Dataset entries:

──────────────────────────────

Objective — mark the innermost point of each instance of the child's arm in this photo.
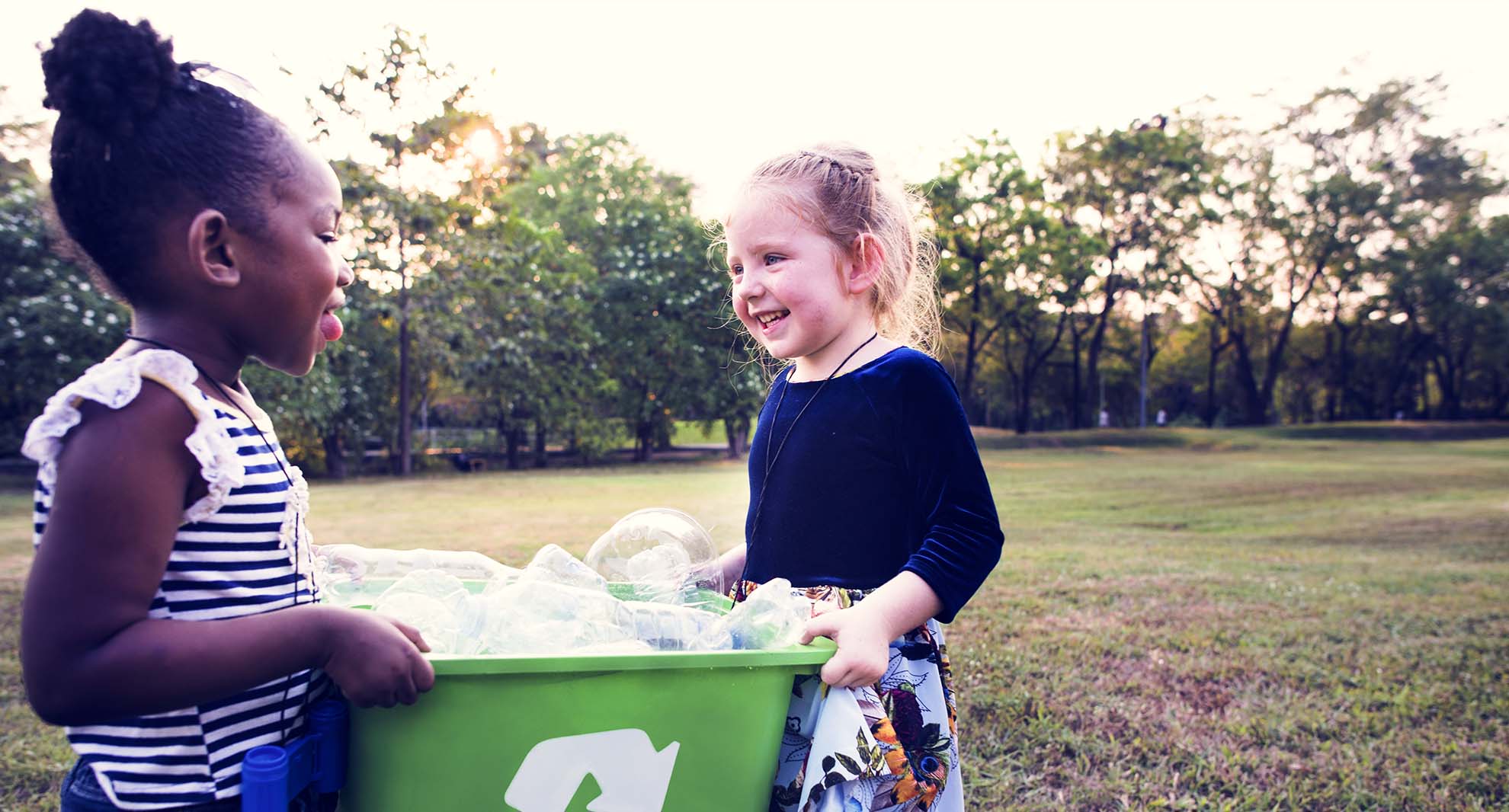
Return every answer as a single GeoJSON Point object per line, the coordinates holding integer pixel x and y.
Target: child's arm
{"type": "Point", "coordinates": [89, 651]}
{"type": "Point", "coordinates": [732, 565]}
{"type": "Point", "coordinates": [865, 630]}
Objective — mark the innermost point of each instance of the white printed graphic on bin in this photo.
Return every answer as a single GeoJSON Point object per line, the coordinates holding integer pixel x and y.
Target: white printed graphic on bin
{"type": "Point", "coordinates": [631, 775]}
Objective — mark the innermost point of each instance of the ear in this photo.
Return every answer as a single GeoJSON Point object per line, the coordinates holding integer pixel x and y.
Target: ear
{"type": "Point", "coordinates": [867, 260]}
{"type": "Point", "coordinates": [210, 249]}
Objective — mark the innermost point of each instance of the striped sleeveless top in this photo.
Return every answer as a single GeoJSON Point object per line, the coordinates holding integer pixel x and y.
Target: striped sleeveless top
{"type": "Point", "coordinates": [240, 550]}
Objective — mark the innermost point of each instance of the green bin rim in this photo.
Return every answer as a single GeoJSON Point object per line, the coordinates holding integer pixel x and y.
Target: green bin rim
{"type": "Point", "coordinates": [812, 654]}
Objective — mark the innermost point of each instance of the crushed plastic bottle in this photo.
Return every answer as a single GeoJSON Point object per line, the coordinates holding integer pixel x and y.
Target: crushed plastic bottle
{"type": "Point", "coordinates": [557, 567]}
{"type": "Point", "coordinates": [771, 618]}
{"type": "Point", "coordinates": [665, 553]}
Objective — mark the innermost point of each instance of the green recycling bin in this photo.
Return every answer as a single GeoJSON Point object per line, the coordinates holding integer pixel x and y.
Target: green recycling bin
{"type": "Point", "coordinates": [649, 732]}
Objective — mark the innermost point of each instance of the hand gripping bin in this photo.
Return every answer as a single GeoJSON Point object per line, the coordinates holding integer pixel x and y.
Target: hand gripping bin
{"type": "Point", "coordinates": [652, 732]}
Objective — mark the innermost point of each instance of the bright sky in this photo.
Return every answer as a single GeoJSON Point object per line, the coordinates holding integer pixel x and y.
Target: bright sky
{"type": "Point", "coordinates": [711, 88]}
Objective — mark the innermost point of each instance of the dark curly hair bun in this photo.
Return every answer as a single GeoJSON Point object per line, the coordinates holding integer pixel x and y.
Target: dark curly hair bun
{"type": "Point", "coordinates": [107, 73]}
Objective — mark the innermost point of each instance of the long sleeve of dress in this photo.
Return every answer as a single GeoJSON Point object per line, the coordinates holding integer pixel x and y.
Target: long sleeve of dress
{"type": "Point", "coordinates": [962, 532]}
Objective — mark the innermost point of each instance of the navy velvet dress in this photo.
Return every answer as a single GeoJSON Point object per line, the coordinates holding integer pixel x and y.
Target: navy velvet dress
{"type": "Point", "coordinates": [879, 476]}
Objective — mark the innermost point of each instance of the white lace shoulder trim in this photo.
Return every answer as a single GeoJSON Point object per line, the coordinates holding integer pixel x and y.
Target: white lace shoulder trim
{"type": "Point", "coordinates": [115, 384]}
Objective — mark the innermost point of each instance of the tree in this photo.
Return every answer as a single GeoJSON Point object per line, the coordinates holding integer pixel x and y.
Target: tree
{"type": "Point", "coordinates": [415, 118]}
{"type": "Point", "coordinates": [55, 319]}
{"type": "Point", "coordinates": [1138, 192]}
{"type": "Point", "coordinates": [984, 204]}
{"type": "Point", "coordinates": [658, 307]}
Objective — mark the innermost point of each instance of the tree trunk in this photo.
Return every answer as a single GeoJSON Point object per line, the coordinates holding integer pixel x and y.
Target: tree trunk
{"type": "Point", "coordinates": [1210, 373]}
{"type": "Point", "coordinates": [515, 440]}
{"type": "Point", "coordinates": [1330, 385]}
{"type": "Point", "coordinates": [1096, 338]}
{"type": "Point", "coordinates": [405, 420]}
{"type": "Point", "coordinates": [1254, 406]}
{"type": "Point", "coordinates": [1076, 408]}
{"type": "Point", "coordinates": [738, 432]}
{"type": "Point", "coordinates": [334, 459]}
{"type": "Point", "coordinates": [643, 441]}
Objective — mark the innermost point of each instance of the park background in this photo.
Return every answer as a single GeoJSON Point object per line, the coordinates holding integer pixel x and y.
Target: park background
{"type": "Point", "coordinates": [1282, 225]}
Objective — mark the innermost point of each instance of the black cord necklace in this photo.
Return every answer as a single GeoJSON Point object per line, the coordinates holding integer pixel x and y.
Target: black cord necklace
{"type": "Point", "coordinates": [770, 461]}
{"type": "Point", "coordinates": [296, 518]}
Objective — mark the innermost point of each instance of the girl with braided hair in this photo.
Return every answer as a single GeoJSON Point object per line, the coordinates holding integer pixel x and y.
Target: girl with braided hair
{"type": "Point", "coordinates": [171, 621]}
{"type": "Point", "coordinates": [867, 491]}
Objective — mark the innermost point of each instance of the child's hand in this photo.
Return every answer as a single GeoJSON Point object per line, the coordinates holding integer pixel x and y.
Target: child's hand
{"type": "Point", "coordinates": [863, 647]}
{"type": "Point", "coordinates": [376, 660]}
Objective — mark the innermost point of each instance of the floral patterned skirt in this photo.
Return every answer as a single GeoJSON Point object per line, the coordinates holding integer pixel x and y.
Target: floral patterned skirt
{"type": "Point", "coordinates": [885, 747]}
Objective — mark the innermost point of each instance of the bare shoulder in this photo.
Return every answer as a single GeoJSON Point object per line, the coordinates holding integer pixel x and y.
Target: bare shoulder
{"type": "Point", "coordinates": [149, 432]}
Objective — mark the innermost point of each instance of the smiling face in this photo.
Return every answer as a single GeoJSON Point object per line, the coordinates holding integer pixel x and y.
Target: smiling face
{"type": "Point", "coordinates": [793, 286]}
{"type": "Point", "coordinates": [295, 269]}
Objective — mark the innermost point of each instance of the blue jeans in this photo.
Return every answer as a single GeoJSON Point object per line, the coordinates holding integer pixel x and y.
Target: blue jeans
{"type": "Point", "coordinates": [82, 793]}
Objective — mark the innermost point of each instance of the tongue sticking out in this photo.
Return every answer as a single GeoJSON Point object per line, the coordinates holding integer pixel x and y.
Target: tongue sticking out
{"type": "Point", "coordinates": [331, 326]}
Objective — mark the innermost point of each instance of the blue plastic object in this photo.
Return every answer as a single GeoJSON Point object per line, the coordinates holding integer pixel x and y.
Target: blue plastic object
{"type": "Point", "coordinates": [272, 776]}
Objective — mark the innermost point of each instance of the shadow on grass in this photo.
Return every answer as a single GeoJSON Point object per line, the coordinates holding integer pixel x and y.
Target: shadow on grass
{"type": "Point", "coordinates": [1242, 440]}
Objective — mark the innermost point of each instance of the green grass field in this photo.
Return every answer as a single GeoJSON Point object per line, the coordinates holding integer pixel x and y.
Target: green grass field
{"type": "Point", "coordinates": [1184, 619]}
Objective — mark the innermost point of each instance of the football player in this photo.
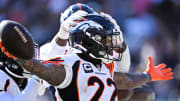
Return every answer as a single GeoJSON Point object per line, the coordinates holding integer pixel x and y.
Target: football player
{"type": "Point", "coordinates": [59, 44]}
{"type": "Point", "coordinates": [85, 75]}
{"type": "Point", "coordinates": [17, 84]}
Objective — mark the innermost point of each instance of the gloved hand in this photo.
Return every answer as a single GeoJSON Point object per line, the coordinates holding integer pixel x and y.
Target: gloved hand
{"type": "Point", "coordinates": [6, 52]}
{"type": "Point", "coordinates": [158, 72]}
{"type": "Point", "coordinates": [70, 22]}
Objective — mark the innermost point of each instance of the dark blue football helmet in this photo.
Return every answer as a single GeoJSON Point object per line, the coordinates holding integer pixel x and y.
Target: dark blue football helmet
{"type": "Point", "coordinates": [96, 36]}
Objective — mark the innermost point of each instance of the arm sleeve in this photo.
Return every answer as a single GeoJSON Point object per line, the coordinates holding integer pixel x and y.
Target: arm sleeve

──────────────────────────────

DIRECTIONS FOR THIS TASK >> Your task for the entries above: copy exactly the span starting with the line with "of dress in this photo." and going on through the line with "velvet dress in this photo.", both lines included, and nothing else.

SOLUTION TO THIS EXERCISE >>
Objective — mark the innermost point of each instance of the long sleeve of dress in this photo.
Return every answer as a single GeoJSON Point object per line, the coordinates holding integer pixel x and y.
Target: long sleeve of dress
{"type": "Point", "coordinates": [962, 532]}
Objective — mark the innermost point of each instance of the navy velvet dress in this photo.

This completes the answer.